● TO DO: Reproduce the items below, replacing "photo above" with "image above" throughout and leaving everything else unchanged. Omit the pictures.

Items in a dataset
—————
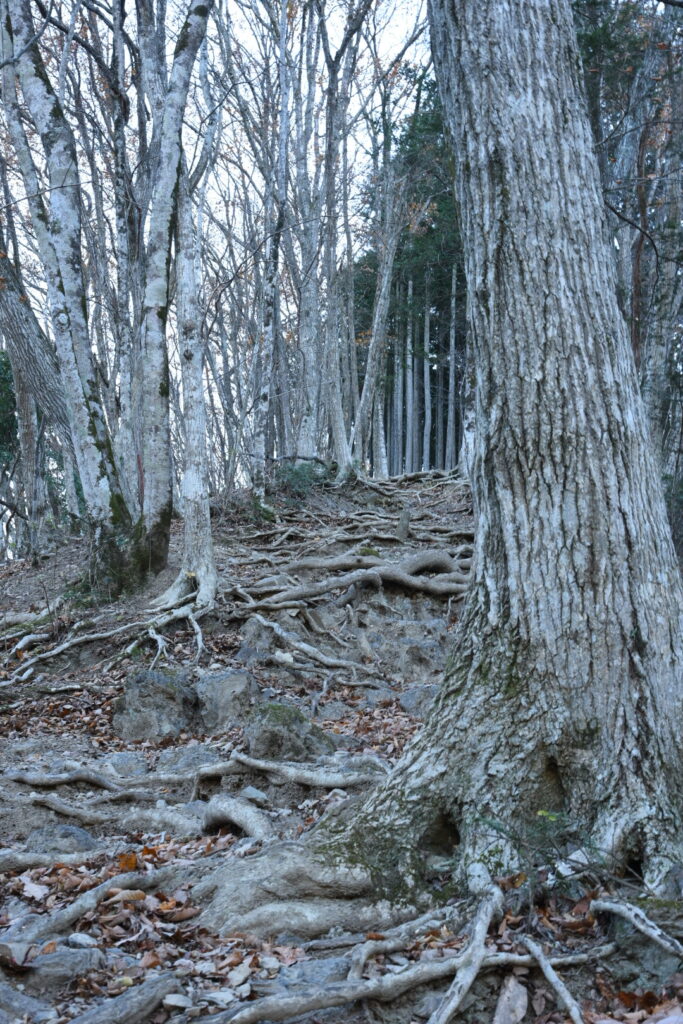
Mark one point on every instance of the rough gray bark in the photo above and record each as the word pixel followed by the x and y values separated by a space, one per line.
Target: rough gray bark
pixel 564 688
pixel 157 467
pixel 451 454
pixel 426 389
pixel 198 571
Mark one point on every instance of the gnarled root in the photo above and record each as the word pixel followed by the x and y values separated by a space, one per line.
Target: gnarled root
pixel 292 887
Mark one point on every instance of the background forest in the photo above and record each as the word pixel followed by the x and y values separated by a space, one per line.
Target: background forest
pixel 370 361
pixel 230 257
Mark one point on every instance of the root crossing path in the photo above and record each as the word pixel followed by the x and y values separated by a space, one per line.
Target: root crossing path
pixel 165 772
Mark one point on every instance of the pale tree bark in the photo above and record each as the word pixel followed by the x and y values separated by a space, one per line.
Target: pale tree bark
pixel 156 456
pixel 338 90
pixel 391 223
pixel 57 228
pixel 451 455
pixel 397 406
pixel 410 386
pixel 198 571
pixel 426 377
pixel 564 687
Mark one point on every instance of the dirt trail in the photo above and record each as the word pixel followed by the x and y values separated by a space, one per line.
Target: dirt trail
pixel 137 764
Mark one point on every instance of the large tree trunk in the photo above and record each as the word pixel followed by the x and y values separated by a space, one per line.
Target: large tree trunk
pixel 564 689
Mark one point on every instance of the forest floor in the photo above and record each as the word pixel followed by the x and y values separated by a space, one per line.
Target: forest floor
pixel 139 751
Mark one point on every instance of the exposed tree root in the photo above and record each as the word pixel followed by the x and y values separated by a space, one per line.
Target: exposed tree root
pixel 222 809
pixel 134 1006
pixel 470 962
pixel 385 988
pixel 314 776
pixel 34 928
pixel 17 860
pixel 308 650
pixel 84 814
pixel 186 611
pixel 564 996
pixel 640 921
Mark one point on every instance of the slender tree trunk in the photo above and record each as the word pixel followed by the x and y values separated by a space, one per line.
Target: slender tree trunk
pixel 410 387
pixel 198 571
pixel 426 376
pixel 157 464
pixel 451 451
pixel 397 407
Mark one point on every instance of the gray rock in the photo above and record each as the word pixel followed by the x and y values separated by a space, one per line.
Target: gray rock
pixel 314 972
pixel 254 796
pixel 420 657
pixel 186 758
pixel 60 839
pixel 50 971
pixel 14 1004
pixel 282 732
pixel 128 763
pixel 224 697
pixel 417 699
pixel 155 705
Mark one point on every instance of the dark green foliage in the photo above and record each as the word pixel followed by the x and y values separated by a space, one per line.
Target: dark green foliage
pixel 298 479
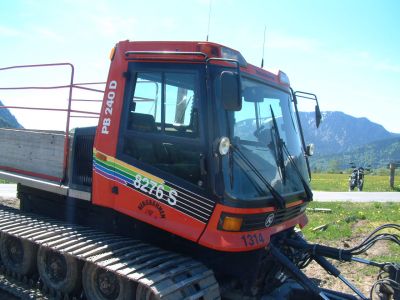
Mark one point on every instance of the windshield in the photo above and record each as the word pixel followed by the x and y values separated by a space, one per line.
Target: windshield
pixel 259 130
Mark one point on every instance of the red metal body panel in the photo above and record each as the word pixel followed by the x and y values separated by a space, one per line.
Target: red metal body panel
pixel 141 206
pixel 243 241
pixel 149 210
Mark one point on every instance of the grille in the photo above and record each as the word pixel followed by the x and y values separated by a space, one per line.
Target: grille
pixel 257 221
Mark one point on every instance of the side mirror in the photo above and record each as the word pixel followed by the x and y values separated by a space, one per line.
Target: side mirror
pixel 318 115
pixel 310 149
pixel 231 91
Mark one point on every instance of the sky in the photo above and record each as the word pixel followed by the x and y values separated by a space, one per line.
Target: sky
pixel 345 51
—————
● WRITTEN RESPONSE:
Mark one point on every instance of the rough gray bark in the image above and record each as the word pixel followed by the x and y values separated by a space, one per line.
Target: rough gray bark
pixel 564 688
pixel 157 467
pixel 451 454
pixel 426 389
pixel 198 571
Mark one point on every instance of the gnarled root in the image above and record each as the word pixel followed by the x and y values separated by a space, one per line.
Target: gnarled root
pixel 292 887
Mark one point on every instance of the background forest in the image above and record each as the word pixel followed by the x and y values separated by a space, one per line.
Target: background forest
pixel 370 361
pixel 230 257
Mark one point on every instance of the root crossing path in the image above and record each as the word pixel followed by the x and y values separated by a space, one per line.
Target: root crossing path
pixel 165 772
Mark one point on every instance of the pale tree bark in the image above and record each as the word pixel followed by the x and y values separated by a space, one per line.
Target: pale tree bark
pixel 156 456
pixel 338 90
pixel 391 223
pixel 57 228
pixel 451 455
pixel 397 406
pixel 410 386
pixel 198 571
pixel 426 377
pixel 564 687
Mark one point on every instance of the dirt trail in the image above and record each as the word pixel followed by the x and y values separated by a space, one per line.
Target: dirt trail
pixel 137 764
Mark one point on every instance of the large tree trunk in the image above and record each as the word pixel followed by the x and y values separated by a space, one per line.
Target: large tree trunk
pixel 564 689
Mark one point on every instance of the forest floor in the image above and record each as the word pixel followed by the x and y values separated by a space, one per line.
Target: forest floor
pixel 139 751
Mark one point on every instance of the exposed tree root in the image above and record each as the word pixel followed by the x and y values separated by a space, one per line.
Target: exposed tree root
pixel 222 809
pixel 134 1006
pixel 470 962
pixel 385 988
pixel 314 776
pixel 34 928
pixel 17 860
pixel 308 650
pixel 84 814
pixel 186 611
pixel 564 996
pixel 640 921
Mark one point on every instance of the slender tree trunk in the image above and record each as the word pixel followed by the x and y values separated by a space, one per line.
Target: slender tree trunk
pixel 410 387
pixel 198 571
pixel 426 376
pixel 157 464
pixel 451 451
pixel 397 407
Mark one point on every instance of the gray rock in the image above and record each as the word pixel followed by the x and y values separated by a space, one per line.
Target: gray rock
pixel 314 972
pixel 254 796
pixel 420 657
pixel 186 758
pixel 60 839
pixel 50 971
pixel 14 1004
pixel 282 732
pixel 128 763
pixel 224 697
pixel 417 699
pixel 155 705
Mark one point on every instance of the dark green foliage in the image above and record each as the word pixel followed by the x and y values separated by a space, one per line.
Target: dark green foliage
pixel 298 479
Mark one point on every instance of the windshield in the image above and record each as the word pixel followed by the x and y values separated by a space, one per line.
Target: windshield
pixel 259 130
Mark one point on every instance of the red metal body panel in the image above and record each as the word pixel followed by the x and y values separated by a space, one per line.
Target: red metal body panel
pixel 141 206
pixel 243 241
pixel 149 210
Mark one point on every instance of the grille in the image above and record each as the word pixel followed by the x and y values separated by a space, one per line.
Target: grille
pixel 257 221
Mark one point on every instance of the side mirror in the image above and record each as the word pixel followed by the x and y values separated by a space, one per line.
Target: side mirror
pixel 318 115
pixel 310 149
pixel 231 91
Mark one point on every instance of the sky in the image above and record each as the word pixel followed by the x and y values separated by a space, one per line.
Target: sky
pixel 345 51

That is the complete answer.